WORK ITEM: Every line of the data below is to be written out again exactly.

Start of Block

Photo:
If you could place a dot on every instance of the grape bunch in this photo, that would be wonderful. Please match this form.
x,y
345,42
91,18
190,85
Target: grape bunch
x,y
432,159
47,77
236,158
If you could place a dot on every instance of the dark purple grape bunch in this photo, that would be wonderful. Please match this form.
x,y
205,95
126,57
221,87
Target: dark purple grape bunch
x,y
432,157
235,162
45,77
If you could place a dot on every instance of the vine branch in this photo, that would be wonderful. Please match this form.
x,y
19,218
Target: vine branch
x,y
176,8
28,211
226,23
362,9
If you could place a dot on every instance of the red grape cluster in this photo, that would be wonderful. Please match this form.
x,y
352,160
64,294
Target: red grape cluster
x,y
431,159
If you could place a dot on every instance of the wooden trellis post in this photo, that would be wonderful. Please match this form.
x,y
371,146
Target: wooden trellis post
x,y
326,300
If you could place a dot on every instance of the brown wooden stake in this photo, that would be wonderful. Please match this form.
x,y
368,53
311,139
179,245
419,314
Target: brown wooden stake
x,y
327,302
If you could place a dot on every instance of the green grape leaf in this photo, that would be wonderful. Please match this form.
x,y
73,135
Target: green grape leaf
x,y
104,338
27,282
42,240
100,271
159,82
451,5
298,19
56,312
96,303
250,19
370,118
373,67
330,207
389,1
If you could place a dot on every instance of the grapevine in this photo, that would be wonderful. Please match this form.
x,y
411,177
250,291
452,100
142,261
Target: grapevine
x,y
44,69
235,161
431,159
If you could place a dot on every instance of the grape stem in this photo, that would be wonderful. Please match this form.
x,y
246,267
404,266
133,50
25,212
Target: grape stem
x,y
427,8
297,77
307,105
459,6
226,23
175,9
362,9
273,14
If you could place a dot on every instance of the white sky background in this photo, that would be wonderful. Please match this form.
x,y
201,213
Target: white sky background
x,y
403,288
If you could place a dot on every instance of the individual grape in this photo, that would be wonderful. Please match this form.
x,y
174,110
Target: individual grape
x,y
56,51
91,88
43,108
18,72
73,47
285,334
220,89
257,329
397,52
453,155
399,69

End of Block

RESULT OF THE EXERCISE:
Photo:
If you could place a dot on every instance of the grape bunch in this photo, that would be wonderful. Please match this form.
x,y
345,42
91,18
190,85
Target: grape bunch
x,y
432,159
47,77
236,158
If you could place a dot on every instance of the dark purple grape bunch in this photo, that would be wonderful. Please match this form.
x,y
205,95
126,57
221,87
Target: dark purple grape bunch
x,y
432,157
235,162
45,77
If you could place a dot on every instance of the vine branch in this photo, that would be wonderful. Please match this form.
x,y
19,218
Target: vine branch
x,y
176,8
28,211
226,23
362,9
If you could place a dot on every instance of the red grape cluster in this photo, that would be wonderful. Please match this form.
x,y
352,160
64,294
Target: red grape cluster
x,y
431,159
If you could place a dot on every instance of the wooden trellis post in this photo, that would be wonderful. Please match this form.
x,y
371,146
Target: wooden trellis post
x,y
326,300
If you could place a dot on every instance of the brown wooden stake in this photo, that would be wonderful. Please match this form.
x,y
368,53
311,139
179,245
419,314
Target: brown wooden stake
x,y
327,302
If you could place a dot on every instance of the green grape leaf in this photo, that would be wonderful. Please match this form.
x,y
73,135
Target: green grape leaf
x,y
104,338
27,282
42,240
100,271
159,82
451,5
298,19
56,312
96,303
250,19
370,118
373,67
330,207
389,1
If you could place a dot on every instance of the grapevine in this photo, that would be wonderful. Please match this form.
x,y
411,177
250,291
452,100
142,261
Target: grapevine
x,y
44,69
235,161
431,159
If you could place a dot on every instance of the grape stem in this photo, that would be wonderful. Please match this form.
x,y
246,267
404,266
133,50
25,212
Target: grape stem
x,y
427,8
297,77
307,105
459,6
226,23
175,9
362,9
273,14
If you could place a dot on every instance of the white sky background in this photo, that would be wonderful. Please match this form.
x,y
201,213
Target: white sky background
x,y
403,288
If you could place a dot on every instance of the individual grape in this photo, that would be wonderful. Please match this form.
x,y
174,110
Target: individual grape
x,y
56,51
91,88
43,108
18,72
73,47
285,334
220,89
257,329
397,52
453,155
399,69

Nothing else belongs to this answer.